• _WHAT YOU ARE ASKED TO DO_
Return all lines from the listing below in which "person" appears.

• _RECORDS FOR THIS TASK_

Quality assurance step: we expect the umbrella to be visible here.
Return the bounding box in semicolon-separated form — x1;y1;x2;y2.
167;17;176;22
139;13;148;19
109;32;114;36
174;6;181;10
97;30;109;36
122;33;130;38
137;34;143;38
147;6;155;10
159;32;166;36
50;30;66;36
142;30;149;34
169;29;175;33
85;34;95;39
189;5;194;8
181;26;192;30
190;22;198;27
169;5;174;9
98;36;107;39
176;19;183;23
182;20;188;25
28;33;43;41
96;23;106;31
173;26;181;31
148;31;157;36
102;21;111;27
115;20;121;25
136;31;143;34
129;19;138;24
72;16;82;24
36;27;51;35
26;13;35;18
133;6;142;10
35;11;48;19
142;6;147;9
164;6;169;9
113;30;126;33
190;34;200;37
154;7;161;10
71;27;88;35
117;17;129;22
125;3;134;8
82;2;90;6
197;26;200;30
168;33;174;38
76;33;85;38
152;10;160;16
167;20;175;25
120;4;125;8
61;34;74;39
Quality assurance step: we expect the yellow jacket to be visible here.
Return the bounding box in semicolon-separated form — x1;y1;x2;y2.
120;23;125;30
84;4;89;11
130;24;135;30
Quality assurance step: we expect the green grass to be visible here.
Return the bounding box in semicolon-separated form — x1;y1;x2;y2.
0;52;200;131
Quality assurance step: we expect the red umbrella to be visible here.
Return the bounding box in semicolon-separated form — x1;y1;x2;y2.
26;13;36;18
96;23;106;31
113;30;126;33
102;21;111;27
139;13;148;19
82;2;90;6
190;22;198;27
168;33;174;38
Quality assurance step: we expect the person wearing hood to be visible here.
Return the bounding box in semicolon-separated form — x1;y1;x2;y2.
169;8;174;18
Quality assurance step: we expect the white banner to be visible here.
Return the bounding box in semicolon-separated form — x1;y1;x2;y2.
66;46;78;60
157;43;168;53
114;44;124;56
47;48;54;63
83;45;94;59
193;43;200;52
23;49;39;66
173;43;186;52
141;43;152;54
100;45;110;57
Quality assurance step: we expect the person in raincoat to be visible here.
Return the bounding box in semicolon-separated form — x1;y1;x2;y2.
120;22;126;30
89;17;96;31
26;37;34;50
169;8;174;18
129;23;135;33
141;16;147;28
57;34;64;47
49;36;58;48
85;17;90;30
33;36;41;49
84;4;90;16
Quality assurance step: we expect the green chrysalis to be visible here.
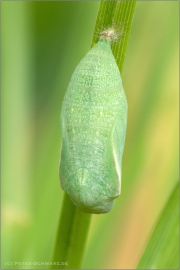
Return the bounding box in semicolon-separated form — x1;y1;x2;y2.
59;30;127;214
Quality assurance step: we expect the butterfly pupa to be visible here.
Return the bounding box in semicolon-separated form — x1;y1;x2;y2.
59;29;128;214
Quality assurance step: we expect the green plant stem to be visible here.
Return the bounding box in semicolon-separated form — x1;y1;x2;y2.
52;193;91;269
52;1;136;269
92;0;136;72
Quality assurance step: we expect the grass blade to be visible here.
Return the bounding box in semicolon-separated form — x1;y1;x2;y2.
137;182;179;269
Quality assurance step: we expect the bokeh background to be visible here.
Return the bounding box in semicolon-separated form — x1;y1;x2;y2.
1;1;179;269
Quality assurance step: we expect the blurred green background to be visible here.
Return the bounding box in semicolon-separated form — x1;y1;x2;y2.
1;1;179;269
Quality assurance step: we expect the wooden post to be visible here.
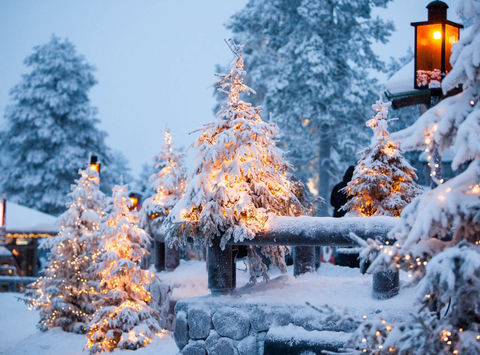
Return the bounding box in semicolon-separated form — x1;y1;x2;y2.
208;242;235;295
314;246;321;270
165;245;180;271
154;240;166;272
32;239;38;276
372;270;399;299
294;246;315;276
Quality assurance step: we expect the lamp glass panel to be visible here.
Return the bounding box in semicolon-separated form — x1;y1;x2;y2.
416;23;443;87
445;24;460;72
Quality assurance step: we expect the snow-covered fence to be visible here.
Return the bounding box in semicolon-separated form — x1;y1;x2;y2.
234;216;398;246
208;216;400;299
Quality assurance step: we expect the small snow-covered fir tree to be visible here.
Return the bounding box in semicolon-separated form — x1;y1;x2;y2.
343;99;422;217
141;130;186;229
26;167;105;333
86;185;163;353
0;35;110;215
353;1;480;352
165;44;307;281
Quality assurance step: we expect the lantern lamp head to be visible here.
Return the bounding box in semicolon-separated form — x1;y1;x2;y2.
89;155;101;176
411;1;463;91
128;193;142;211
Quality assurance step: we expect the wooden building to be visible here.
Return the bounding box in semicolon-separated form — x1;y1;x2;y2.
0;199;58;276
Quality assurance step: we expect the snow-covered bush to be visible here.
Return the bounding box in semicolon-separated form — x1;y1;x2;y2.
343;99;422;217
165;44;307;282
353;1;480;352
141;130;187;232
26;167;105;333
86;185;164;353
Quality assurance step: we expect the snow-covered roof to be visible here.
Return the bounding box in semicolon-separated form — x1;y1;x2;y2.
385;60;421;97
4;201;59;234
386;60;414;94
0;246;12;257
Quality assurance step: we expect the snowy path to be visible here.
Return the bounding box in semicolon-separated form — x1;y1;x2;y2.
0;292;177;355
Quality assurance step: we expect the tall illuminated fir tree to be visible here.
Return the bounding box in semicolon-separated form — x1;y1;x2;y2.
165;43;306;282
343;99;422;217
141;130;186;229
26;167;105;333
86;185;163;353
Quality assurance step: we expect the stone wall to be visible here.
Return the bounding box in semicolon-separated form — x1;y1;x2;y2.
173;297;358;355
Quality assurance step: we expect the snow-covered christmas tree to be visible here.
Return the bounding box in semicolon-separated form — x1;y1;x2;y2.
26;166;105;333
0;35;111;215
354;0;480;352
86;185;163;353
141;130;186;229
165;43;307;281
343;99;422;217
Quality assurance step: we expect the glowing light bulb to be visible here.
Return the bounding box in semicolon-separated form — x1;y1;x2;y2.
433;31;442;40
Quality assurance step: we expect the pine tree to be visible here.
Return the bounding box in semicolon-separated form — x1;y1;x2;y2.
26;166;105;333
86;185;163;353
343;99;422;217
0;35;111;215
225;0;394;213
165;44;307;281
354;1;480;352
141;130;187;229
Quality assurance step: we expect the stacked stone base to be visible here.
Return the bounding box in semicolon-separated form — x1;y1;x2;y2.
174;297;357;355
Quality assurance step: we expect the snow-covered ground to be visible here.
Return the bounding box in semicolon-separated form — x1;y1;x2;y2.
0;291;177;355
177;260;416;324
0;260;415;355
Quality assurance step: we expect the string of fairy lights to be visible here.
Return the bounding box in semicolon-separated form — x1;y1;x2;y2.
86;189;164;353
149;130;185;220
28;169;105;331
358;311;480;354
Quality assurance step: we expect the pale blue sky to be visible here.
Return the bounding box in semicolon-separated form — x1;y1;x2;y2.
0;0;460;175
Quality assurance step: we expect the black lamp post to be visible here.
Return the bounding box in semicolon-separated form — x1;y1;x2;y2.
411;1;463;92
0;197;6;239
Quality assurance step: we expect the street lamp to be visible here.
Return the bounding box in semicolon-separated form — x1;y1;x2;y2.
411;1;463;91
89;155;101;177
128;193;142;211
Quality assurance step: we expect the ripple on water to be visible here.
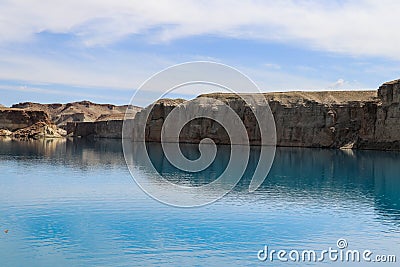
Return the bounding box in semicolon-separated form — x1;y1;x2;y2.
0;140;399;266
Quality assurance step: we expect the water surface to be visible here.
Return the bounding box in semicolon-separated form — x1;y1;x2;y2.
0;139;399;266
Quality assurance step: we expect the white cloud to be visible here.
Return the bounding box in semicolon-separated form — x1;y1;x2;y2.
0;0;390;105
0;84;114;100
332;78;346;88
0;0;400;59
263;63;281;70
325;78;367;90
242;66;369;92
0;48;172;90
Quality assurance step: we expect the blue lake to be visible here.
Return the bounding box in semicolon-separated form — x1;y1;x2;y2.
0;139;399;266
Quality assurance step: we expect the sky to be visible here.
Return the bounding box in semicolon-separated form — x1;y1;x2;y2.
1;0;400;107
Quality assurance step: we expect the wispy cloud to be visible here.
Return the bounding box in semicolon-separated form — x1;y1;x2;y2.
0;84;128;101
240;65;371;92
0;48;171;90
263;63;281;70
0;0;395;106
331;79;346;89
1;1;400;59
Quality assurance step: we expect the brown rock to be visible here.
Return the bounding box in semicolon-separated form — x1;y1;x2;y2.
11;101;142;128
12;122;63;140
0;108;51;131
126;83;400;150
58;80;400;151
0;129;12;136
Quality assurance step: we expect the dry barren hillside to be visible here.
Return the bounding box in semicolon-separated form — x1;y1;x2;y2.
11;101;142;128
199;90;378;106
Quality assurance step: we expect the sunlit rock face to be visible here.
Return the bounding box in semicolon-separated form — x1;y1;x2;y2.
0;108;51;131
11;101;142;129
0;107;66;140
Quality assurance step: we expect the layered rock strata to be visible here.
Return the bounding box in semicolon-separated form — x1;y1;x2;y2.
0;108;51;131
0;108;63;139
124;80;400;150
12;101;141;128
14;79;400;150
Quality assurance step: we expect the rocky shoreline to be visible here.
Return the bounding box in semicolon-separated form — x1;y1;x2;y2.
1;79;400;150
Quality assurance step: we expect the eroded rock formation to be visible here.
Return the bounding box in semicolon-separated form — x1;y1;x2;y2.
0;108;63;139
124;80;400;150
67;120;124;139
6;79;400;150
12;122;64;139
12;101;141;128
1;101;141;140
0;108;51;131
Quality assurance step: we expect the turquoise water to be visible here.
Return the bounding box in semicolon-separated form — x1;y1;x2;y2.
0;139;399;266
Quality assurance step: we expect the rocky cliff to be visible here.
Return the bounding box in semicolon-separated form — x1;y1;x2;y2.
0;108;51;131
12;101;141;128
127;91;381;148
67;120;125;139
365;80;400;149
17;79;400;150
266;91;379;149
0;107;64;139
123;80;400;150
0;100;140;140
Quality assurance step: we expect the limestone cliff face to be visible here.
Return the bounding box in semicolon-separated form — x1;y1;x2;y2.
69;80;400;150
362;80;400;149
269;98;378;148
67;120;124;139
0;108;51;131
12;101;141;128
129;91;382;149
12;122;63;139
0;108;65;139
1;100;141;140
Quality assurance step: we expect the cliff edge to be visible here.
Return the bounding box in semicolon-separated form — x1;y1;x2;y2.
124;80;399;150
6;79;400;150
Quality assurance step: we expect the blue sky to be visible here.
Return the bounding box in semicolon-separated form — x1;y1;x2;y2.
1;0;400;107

• _ANSWER SPACE_
Quality assurance step: we expect the person wearing hood to be visible here.
Quality assurance step: we expect the person in raincoat to be visible here.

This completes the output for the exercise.